(DIRECTIONS) Report each line in the listing below that contains the string "melon", copying every such line in full.

## Begin

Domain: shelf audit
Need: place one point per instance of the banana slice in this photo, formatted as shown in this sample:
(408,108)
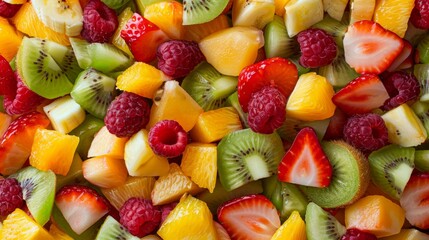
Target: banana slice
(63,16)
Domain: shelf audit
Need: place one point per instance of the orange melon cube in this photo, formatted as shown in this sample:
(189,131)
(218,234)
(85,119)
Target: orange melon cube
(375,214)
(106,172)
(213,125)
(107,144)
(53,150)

## End
## Begin

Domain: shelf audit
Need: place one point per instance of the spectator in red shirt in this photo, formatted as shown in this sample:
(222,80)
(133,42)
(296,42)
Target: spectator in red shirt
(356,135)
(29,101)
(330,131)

## End
## Begin

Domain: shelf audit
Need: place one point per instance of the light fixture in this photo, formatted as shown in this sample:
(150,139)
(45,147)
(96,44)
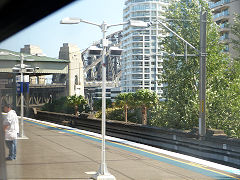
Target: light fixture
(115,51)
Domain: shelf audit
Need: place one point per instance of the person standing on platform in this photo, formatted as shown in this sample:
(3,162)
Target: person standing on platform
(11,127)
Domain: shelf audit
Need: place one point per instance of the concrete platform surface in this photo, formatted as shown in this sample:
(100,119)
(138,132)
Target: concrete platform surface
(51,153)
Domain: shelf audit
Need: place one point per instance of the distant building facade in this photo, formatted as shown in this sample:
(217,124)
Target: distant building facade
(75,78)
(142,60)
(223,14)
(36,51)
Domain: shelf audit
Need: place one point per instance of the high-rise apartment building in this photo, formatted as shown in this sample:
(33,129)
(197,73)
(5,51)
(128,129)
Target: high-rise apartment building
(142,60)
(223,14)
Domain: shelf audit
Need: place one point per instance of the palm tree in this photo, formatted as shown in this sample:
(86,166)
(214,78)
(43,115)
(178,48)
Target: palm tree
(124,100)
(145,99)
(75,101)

## End

(WRITTEN REPLY)
Need: place one point per instance of the orange melon cube in this photo, formatted as shown in this sample:
Target: orange melon cube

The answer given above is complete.